§ **Problem description**: For the entries below, repeat exactly each line starting with the one that contains "the green wing" and going on through the one that contains "the moth's abdomen", and no others.

§ **Data for this task**:
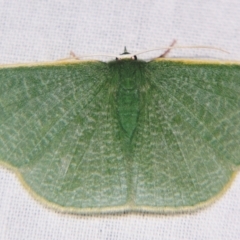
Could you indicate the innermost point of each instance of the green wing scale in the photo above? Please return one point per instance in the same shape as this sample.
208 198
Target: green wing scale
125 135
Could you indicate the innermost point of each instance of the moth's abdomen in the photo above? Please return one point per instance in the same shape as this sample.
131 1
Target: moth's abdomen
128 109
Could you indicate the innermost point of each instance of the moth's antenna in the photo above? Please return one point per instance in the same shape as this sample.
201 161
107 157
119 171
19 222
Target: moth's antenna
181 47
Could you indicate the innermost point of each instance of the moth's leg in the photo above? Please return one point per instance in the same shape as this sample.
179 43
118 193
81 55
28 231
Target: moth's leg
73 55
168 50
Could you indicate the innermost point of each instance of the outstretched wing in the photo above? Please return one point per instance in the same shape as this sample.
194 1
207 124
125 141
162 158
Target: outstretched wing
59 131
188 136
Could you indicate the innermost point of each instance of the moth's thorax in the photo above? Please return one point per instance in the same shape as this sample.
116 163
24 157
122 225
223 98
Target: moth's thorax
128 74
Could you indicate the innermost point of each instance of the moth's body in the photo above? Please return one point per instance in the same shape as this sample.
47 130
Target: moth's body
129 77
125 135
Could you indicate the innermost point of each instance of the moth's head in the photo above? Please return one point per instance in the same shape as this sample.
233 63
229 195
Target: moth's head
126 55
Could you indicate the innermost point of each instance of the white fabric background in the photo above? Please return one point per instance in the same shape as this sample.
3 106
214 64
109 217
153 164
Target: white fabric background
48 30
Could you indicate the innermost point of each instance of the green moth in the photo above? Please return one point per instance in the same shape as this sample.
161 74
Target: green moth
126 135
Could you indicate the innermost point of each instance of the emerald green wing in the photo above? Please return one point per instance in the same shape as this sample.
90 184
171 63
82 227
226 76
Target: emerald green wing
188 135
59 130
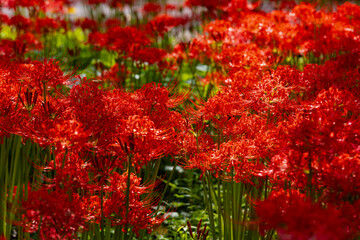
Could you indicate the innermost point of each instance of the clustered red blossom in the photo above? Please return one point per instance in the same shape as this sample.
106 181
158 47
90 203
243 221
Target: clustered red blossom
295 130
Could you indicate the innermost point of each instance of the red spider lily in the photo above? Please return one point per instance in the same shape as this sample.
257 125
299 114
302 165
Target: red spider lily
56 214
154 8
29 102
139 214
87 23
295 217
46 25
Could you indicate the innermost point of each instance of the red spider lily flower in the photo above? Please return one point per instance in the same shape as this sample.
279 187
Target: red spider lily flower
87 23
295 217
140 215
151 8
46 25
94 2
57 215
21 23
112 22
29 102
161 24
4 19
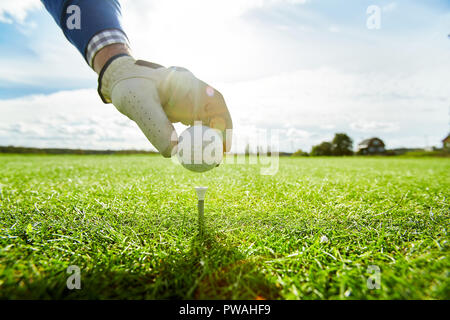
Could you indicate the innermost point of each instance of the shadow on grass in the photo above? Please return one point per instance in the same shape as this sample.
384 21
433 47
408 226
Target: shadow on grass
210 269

---

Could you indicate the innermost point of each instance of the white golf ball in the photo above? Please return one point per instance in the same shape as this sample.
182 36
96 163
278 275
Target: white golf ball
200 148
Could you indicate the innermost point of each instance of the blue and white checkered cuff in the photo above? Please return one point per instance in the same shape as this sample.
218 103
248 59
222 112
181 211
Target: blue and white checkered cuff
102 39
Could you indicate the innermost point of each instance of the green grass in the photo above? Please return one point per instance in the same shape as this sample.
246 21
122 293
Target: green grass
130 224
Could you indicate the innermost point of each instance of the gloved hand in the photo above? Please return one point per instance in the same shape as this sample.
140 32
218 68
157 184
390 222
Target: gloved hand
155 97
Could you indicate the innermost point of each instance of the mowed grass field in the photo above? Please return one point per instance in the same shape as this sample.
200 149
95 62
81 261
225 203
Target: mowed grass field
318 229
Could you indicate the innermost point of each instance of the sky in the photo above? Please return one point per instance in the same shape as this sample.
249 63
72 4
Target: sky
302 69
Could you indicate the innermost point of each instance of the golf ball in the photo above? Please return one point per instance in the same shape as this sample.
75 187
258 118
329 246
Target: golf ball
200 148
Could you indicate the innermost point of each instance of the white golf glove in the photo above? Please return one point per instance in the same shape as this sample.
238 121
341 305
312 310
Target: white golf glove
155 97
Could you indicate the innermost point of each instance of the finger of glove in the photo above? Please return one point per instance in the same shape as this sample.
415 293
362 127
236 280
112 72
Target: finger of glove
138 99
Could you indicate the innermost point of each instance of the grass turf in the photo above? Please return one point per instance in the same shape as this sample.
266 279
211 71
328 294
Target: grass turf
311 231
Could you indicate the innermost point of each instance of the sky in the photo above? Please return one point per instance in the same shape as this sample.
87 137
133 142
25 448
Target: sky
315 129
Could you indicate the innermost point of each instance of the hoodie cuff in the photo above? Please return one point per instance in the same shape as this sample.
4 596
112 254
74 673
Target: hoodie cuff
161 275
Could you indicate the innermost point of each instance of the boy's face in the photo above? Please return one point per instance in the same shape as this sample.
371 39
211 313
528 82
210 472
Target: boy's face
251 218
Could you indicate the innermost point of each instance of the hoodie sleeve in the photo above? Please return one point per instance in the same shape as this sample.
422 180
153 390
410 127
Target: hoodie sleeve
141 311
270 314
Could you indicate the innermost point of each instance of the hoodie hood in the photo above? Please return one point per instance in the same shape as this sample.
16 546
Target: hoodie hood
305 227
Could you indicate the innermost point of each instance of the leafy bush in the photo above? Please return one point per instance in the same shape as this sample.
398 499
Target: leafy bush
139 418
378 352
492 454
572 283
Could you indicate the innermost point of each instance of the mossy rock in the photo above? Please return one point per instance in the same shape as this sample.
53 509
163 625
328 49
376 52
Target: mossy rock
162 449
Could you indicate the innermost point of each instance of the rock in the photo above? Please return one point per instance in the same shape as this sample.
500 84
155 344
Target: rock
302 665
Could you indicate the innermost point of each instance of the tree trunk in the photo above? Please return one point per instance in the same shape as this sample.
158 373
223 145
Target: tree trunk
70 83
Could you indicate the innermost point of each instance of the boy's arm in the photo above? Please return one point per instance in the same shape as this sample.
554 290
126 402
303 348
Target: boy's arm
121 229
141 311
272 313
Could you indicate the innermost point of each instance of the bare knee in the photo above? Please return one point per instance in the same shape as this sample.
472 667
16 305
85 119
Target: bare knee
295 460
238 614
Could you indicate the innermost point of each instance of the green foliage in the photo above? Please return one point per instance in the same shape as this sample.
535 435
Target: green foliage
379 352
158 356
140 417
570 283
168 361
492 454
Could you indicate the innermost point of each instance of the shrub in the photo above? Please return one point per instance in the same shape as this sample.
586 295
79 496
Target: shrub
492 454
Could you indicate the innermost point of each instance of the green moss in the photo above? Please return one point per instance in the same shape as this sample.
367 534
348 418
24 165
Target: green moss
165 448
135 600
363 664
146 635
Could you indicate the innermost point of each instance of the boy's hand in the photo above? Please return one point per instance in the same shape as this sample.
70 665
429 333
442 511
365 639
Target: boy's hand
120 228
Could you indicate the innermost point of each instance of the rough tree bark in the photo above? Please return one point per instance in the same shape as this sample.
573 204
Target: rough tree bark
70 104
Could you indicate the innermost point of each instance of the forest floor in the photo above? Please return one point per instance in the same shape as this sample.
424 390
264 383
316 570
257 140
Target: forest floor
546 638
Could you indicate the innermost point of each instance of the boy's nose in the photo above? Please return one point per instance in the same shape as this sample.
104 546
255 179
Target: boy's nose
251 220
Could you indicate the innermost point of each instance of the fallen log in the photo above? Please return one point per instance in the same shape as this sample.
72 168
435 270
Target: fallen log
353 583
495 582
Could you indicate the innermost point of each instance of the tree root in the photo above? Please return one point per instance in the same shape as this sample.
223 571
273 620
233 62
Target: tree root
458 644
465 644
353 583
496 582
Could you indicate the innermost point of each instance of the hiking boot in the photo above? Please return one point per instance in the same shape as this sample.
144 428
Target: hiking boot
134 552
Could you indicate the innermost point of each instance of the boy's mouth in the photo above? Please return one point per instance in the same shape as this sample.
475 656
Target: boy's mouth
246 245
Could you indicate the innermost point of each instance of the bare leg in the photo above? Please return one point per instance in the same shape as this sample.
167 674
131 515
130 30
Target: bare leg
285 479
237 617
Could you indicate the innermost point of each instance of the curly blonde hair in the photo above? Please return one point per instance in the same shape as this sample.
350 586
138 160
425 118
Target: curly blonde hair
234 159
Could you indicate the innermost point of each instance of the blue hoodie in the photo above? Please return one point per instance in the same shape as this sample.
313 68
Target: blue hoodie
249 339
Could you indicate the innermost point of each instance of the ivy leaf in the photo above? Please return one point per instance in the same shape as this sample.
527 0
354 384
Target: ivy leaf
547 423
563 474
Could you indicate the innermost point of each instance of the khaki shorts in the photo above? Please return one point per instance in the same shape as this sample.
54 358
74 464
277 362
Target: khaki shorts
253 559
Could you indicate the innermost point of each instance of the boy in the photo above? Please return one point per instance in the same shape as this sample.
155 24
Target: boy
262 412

--

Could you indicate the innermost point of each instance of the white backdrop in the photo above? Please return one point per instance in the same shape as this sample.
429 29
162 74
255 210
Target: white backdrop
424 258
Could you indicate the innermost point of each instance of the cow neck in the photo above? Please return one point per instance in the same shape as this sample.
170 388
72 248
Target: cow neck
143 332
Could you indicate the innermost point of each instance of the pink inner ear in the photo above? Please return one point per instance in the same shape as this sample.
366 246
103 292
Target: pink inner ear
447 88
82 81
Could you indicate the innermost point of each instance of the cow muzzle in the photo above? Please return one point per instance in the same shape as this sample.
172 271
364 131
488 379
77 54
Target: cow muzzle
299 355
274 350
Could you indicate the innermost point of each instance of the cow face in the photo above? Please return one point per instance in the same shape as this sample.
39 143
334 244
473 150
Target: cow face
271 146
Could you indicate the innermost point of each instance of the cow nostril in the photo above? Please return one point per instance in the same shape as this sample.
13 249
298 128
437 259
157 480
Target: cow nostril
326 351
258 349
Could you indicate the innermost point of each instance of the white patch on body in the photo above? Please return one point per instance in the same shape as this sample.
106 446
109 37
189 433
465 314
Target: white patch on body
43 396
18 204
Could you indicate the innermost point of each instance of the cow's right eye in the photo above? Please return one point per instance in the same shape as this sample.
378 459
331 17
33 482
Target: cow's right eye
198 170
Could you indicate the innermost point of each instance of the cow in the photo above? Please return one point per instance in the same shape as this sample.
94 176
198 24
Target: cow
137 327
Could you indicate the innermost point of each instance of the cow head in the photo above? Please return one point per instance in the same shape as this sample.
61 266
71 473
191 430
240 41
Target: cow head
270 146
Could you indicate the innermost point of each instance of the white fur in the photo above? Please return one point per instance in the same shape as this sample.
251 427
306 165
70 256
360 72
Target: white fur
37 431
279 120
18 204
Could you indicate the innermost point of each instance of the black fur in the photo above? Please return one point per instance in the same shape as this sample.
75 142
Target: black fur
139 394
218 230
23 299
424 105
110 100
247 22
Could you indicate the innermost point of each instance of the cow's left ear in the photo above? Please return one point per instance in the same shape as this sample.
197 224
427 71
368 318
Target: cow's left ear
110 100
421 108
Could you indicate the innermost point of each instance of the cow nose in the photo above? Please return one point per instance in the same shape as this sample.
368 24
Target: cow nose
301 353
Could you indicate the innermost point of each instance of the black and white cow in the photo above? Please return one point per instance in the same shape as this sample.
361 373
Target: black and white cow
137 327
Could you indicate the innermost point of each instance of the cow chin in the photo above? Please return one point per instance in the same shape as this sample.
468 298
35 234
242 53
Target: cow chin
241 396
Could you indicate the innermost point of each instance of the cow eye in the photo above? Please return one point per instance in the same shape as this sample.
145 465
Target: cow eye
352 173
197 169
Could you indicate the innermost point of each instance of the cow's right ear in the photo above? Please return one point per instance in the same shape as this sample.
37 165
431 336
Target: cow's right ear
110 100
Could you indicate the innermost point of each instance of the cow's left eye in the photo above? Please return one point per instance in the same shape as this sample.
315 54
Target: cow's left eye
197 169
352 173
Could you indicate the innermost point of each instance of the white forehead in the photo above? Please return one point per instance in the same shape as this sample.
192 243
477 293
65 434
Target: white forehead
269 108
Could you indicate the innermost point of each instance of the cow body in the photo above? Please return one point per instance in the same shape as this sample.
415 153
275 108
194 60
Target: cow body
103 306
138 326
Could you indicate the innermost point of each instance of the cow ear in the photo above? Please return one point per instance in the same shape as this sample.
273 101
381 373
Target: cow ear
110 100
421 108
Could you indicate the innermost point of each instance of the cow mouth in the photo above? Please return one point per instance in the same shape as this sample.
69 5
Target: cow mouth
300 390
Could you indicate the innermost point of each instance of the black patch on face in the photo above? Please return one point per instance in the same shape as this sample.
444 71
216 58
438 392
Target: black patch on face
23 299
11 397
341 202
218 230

§ **Exercise output**:
Could you indicate the innermost point of each instance of the green wing scale in the photo above? Please return one point per instance in the same shape as this sample.
208 198
Target: green wing scale
125 135
Could you indicate the innermost point of each instance of the moth's abdomen in the photo above? Please return one point per instance in the same shape as this sample.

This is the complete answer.